* **Data items**:
================
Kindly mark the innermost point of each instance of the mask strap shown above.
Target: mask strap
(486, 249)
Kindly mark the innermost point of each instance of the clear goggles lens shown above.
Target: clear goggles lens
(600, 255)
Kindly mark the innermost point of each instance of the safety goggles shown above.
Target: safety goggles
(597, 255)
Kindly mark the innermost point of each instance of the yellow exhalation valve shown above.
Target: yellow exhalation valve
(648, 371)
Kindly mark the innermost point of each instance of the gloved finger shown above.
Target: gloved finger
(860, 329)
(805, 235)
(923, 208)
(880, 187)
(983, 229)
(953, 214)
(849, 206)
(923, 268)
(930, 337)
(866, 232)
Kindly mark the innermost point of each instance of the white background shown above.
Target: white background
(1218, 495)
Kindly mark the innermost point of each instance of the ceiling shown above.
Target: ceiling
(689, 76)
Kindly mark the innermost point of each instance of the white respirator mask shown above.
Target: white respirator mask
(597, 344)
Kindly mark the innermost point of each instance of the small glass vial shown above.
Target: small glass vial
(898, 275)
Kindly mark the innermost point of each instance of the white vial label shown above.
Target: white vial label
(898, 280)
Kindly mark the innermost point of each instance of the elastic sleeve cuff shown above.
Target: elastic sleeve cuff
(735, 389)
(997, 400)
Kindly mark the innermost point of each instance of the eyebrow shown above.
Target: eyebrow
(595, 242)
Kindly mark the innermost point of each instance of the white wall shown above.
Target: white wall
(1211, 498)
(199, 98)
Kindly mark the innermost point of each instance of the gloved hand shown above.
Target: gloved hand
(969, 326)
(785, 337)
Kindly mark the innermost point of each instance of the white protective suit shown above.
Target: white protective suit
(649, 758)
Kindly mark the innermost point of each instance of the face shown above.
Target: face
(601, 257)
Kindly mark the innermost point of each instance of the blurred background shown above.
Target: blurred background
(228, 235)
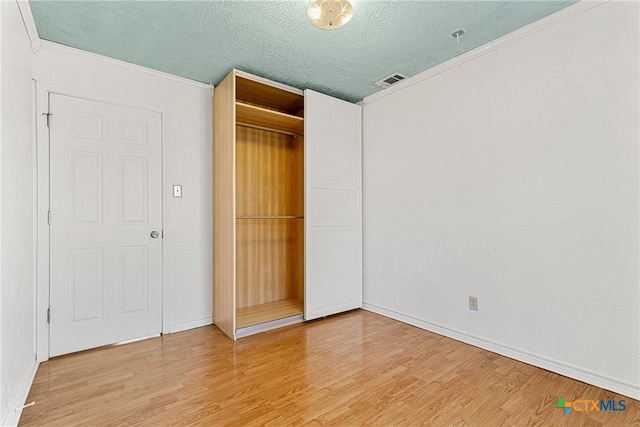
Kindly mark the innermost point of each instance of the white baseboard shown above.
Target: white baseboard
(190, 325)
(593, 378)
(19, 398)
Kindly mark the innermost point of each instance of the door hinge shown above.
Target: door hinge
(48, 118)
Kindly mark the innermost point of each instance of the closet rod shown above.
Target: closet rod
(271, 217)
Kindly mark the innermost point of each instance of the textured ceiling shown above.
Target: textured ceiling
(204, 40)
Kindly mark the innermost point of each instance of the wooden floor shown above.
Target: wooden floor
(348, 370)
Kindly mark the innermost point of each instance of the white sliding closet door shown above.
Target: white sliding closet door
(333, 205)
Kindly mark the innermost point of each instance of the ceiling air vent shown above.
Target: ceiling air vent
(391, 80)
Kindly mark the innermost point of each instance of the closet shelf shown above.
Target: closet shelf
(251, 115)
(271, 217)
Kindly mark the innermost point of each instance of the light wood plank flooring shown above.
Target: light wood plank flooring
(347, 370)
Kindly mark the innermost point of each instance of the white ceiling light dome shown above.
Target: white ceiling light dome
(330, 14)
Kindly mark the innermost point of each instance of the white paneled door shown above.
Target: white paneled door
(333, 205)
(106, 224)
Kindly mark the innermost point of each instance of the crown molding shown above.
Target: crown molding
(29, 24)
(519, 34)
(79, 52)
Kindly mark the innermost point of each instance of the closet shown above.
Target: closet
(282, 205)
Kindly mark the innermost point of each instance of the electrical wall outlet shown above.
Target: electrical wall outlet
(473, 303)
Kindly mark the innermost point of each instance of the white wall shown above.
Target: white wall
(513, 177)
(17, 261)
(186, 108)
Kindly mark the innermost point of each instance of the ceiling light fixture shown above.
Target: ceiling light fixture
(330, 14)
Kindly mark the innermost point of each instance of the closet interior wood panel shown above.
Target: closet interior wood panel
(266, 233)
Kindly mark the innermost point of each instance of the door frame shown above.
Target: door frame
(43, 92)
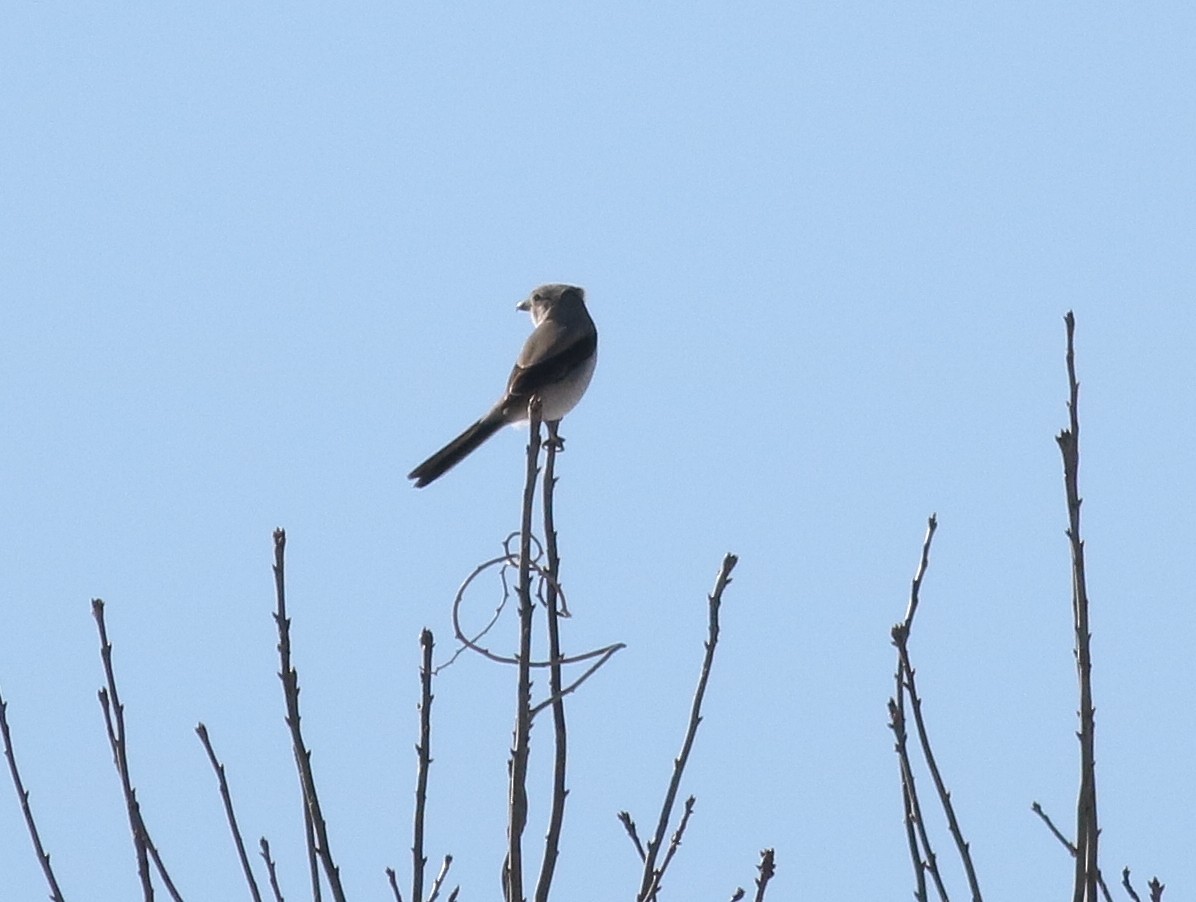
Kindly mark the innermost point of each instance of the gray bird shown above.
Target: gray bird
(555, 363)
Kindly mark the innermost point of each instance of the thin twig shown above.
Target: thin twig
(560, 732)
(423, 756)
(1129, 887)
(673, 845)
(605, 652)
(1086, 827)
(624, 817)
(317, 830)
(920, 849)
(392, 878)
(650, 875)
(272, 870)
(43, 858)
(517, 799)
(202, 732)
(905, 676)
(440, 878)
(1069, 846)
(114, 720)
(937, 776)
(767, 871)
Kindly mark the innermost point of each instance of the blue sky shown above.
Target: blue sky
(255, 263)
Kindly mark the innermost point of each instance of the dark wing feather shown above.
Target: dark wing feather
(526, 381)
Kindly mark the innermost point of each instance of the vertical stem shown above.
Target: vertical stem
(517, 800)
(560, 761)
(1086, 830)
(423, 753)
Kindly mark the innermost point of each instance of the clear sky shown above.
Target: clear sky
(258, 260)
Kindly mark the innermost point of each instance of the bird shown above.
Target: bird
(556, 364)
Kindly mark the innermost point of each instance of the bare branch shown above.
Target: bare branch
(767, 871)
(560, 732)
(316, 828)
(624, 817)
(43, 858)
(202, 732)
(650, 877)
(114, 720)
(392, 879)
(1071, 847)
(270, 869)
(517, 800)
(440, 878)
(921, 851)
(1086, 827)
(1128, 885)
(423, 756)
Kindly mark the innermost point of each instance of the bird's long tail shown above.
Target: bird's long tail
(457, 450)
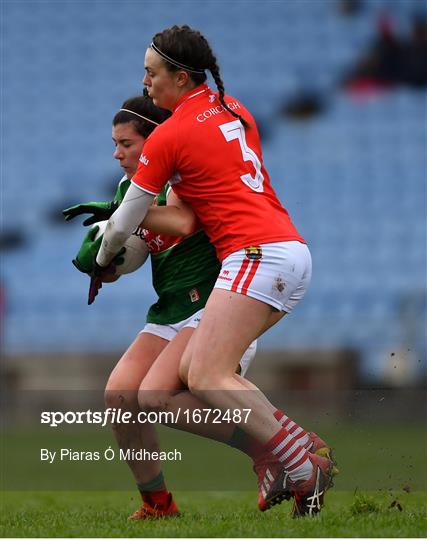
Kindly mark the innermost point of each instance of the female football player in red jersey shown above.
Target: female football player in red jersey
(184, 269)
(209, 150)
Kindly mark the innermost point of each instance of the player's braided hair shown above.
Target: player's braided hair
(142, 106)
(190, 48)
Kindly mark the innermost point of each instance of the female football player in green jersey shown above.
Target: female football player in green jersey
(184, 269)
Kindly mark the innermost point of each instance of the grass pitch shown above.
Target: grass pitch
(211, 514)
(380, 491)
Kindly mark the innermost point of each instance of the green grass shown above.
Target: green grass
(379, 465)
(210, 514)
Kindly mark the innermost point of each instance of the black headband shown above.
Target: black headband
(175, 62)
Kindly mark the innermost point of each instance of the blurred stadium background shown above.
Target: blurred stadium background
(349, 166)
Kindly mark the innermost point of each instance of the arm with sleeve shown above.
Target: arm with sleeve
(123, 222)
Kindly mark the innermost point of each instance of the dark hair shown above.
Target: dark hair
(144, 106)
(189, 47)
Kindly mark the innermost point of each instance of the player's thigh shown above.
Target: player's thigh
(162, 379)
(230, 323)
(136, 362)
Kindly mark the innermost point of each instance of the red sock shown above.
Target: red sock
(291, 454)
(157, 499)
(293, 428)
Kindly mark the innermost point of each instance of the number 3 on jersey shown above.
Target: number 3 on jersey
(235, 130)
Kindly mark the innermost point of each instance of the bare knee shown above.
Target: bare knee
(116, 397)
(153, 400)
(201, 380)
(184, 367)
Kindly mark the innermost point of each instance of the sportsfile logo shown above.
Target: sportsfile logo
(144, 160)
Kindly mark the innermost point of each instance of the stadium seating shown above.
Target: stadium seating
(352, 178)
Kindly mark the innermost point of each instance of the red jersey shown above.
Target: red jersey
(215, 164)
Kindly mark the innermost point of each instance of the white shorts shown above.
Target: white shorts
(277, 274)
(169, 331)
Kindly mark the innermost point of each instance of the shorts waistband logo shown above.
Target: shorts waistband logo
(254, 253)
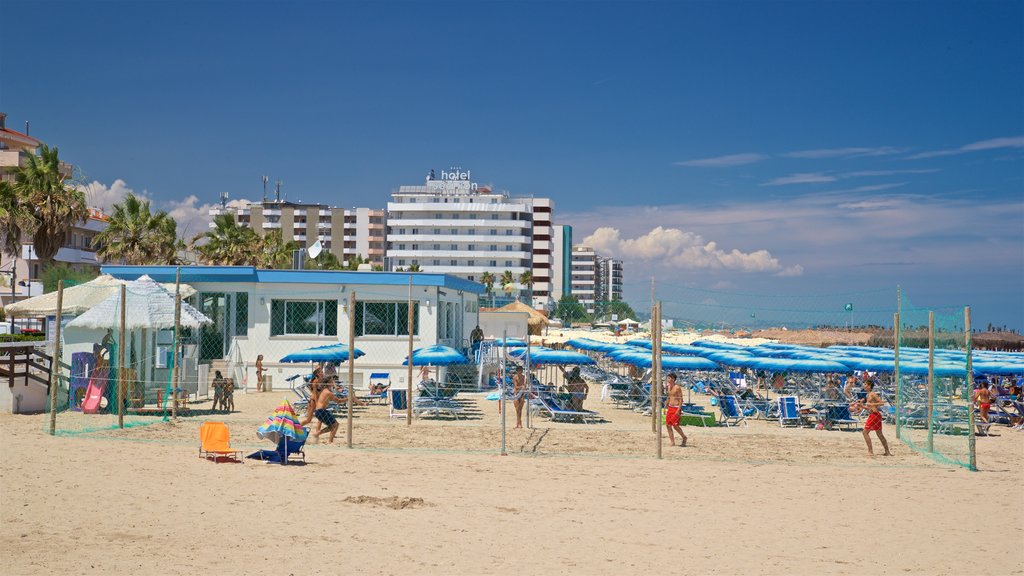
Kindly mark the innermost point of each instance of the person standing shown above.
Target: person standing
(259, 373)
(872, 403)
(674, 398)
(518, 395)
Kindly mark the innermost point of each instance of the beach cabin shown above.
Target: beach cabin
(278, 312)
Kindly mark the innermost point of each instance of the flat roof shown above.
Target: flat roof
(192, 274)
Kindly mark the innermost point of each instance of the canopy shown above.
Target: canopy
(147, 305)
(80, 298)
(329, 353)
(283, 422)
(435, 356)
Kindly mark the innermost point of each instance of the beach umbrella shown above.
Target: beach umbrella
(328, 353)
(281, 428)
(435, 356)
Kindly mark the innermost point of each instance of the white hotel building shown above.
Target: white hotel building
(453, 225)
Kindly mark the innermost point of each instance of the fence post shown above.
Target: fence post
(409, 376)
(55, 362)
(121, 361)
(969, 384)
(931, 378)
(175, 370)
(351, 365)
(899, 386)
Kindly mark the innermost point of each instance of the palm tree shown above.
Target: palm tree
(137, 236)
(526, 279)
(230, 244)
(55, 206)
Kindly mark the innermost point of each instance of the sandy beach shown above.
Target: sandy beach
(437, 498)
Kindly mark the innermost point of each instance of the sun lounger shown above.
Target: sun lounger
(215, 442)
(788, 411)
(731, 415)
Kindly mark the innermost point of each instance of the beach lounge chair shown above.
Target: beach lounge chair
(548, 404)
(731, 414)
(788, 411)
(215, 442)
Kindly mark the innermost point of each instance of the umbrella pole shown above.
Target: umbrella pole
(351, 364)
================
* **DESCRIPTION OF THE TASK**: Restate the lines above from the one containing "shorts shown above." through the one containing "Kindly mark the innermost point of each instance of the canopy", inclusive, exactly and without pictures.

* **RESULT FOR THIS EXERCISE**:
Kindly mark the innermost point of each instance of the white shorts shown above.
Target: white shorts
(277, 274)
(169, 331)
Kindly mark the innermost point of each instance of the shorts waistband logo shown above.
Target: shorts waistband logo
(254, 253)
Kindly mark the innermost point of each instance of the person standing shown above.
Target: person standing
(259, 373)
(872, 403)
(674, 398)
(518, 395)
Kindly mark the innermost point of each instance of the beach cabin shown above.
Target: beach cabin
(278, 312)
Kindly mark the innermost point of each instance of the flat roof shown above.
Target: flat roof
(192, 274)
Kindly mark the innermost point of each instance of the canopy shown above.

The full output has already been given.